**TASK TO COMPLETE**
Rewrite all of the data below with every "pixel-precise coordinates" changed to "exact pixel coordinates" and everything else left as it is. Omit the pictures from your answer.

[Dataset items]
-- BEGIN --

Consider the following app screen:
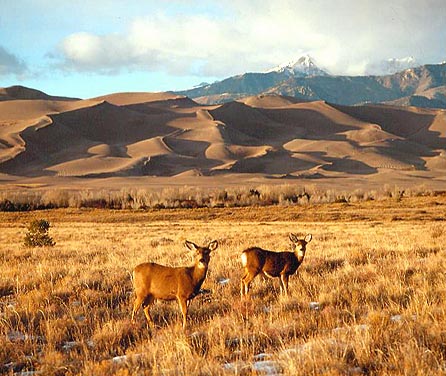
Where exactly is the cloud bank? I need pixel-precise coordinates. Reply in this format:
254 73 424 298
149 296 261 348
48 0 446 77
0 46 28 76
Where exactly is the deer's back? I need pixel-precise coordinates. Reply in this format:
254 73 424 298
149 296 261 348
243 247 299 277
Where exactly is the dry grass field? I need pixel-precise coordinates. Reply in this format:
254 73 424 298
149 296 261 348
0 196 446 375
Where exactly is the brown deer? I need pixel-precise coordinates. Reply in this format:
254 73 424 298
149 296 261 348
240 233 312 297
132 240 218 329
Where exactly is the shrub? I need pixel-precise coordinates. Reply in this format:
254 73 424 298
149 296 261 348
25 219 56 247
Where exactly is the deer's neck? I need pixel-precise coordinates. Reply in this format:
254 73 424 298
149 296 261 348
295 249 305 264
192 262 208 286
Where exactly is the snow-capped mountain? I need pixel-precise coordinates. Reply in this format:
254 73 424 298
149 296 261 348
266 55 328 77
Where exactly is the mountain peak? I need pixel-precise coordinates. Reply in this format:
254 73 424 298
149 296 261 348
267 54 328 76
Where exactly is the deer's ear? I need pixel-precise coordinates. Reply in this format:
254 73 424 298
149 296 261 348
208 240 218 251
184 240 198 251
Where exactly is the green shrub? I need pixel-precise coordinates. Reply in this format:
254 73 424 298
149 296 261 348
25 219 56 247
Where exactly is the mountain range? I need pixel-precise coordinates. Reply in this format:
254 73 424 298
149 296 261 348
177 56 446 108
0 84 446 186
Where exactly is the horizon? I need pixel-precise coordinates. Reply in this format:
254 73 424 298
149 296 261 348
0 0 446 99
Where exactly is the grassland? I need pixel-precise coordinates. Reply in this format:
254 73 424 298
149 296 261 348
0 196 446 375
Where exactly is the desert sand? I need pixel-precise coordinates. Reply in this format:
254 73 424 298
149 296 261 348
0 88 446 189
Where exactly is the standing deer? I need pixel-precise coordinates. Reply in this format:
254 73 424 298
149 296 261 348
240 233 312 297
132 240 218 329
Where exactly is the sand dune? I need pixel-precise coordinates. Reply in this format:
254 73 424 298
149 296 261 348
0 85 446 185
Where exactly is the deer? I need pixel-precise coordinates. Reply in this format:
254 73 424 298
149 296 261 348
132 240 218 330
240 233 312 297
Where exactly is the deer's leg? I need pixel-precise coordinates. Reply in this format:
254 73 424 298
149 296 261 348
280 274 290 295
178 296 187 329
240 271 257 296
142 295 155 324
132 295 144 324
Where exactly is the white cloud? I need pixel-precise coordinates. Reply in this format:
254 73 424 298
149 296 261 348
0 46 27 76
55 0 446 77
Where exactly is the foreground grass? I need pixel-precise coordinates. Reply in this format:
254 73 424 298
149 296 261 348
0 197 446 375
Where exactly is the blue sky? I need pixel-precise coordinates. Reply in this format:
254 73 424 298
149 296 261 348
0 0 446 98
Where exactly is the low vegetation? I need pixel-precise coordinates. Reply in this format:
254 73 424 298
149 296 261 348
0 184 443 212
0 195 446 375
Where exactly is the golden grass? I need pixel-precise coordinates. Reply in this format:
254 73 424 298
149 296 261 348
0 196 446 375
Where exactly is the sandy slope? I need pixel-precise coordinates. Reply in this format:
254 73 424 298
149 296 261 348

-- END --

**REPLY TO THE EXERCISE**
Consider the following app screen:
Where exactly is the cloud bank? I need exact pixel coordinates. Reply in this format:
254 73 424 298
149 296 261 348
48 0 446 77
0 46 28 76
Where exactly is the deer's back? I need exact pixel coordinates. Reply in this format:
254 73 424 298
149 296 261 348
243 247 299 277
Where exactly is the dry grass field? I need exact pixel coordinates. Reply in this format:
254 73 424 298
149 296 261 348
0 196 446 375
Where exactly is the brown deer? I need exact pixel coordinates. Reply in this format:
254 73 424 298
149 296 261 348
240 233 312 297
132 240 218 329
Where exactly is the shrub? I need exact pixel coordinates. Reply in this format:
254 73 424 298
149 296 261 348
25 219 56 247
Where exactly is the deer's neck? I need exact pixel coordinates. Reply in this format:
254 73 424 298
149 296 261 348
295 249 305 264
192 262 208 286
Where exactly is the snow-capped mountain? I need exact pixel coordinates. Reply in this format:
254 73 424 298
149 296 261 348
266 55 328 77
Where exactly is the mountain peak? I need exact pixel coordinates. Reply in this format:
254 73 424 298
149 296 261 348
267 54 328 76
Where exactly is the deer's ear? I need exact pixel coordinates. Reply in this format:
254 73 424 298
149 296 261 348
208 240 218 251
184 240 198 251
Where exactly is the green shrub? I need exact pixel coordinates. Reply in this format:
254 73 424 298
149 296 261 348
25 219 56 247
Where exactly is the mountain range? I need exact pixel coordinates. Reply in this format:
254 73 424 298
149 296 261 348
177 56 446 108
0 84 446 186
Where exactly is the horizon? I need exact pixel coordinates. Reply in this format:
254 73 424 298
149 296 261 348
0 0 446 99
Where exactly is the grassland? I need exact pixel coordinates. Reply in this format:
254 73 424 298
149 296 261 348
0 196 446 375
Where exactly is the desert sand? I need exact pixel coordinates. Reply in this format:
254 73 424 298
149 296 261 348
0 88 446 189
Where exactly is the standing deer? I need exact pixel coordinates. Reply in this format:
254 73 424 298
149 296 261 348
240 233 312 297
132 240 218 329
Where exactly is the sand dune? I need exact pixel coordinates. Reply in this format:
254 73 424 298
149 296 261 348
0 85 446 185
Where exactly is the deer? I need exact pixel coordinates. Reply in this format:
254 73 424 298
149 296 261 348
132 240 218 330
240 233 312 297
Where exactly is the deer's leg? I need exact pixel coordinates. Reply in this format:
254 73 424 298
149 296 261 348
280 274 290 295
178 296 187 329
240 271 257 296
142 295 155 324
132 295 144 324
Where exactly is the white cloud? I need exact pixel coordinates. Reply in this format:
254 73 424 298
149 296 261 348
0 46 27 76
55 0 446 77
Where exactly is the foreground grass? I need exact pixel coordinates. Reply in this format:
254 73 424 298
149 296 261 348
0 197 446 375
Where exactly is the blue sky? I need exact pixel coordinates. Reply in this format:
254 73 424 298
149 296 261 348
0 0 446 98
Where exactly is the low vegetation? I need exact pixel coordinates. Reply in this format:
254 73 424 298
149 296 261 348
0 184 443 212
0 195 446 375
Where exactly is the golden grass? I need exact pixel coordinates. Reply in this format:
254 73 424 298
149 296 261 348
0 196 446 375
Where exactly is the sandy slope? I need exact pixel coordinates. Reply in this format:
254 73 424 298
149 296 261 348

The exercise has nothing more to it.